• [PROBLEM STATEMENT] Please rewrite the part of the film text below that opens with the words containing "While reading a" and closes with "were the days...", putting "Starcrash" in place of "Star Crash".

• [TEXT]
While reading a few things about this film I ran into this interview with director Luigi Cozzi over on the ShoutFactory TV site, wherein he talks about having written the script for Star Crash before having seen the original Star Wars.   Ah, those were the days...

At any rate if interested in watching the interview, follow this link. 

Switching gears, every year it seems that whenever the new Academy Award nominations come out you always hear grumbling comments about how bad the movies have gotten over the years.   I'm sure you've heard some of them:  too many sequels, too many remakes, too many comic book movies, too many teenager films, etc.  Sure there are those, and to be honest I grumble some myself, but they still make some interesting films too.  I personally still enjoy watching the Academy Awards.  I don't always agree with what they pick as the year's best film or actor performances, or with some of their other nominations, but I do enjoy watching the ceremony because I enjoy films.  Sure some years are better than others, and sometimes better films are made over other years.

• [SUPPLIED DATA]
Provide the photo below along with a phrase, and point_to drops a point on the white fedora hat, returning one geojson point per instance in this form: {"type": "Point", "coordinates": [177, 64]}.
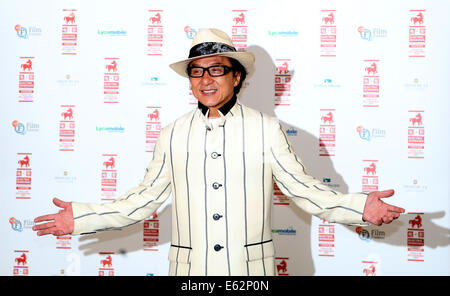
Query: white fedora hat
{"type": "Point", "coordinates": [213, 42]}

• [RESULT BELOW]
While reading a few things about this film I ran into this interview with director Luigi Cozzi over on the ShoutFactory TV site, wherein he talks about having written the script for Starcrash before having seen the original Star Wars.   Ah, those were the days...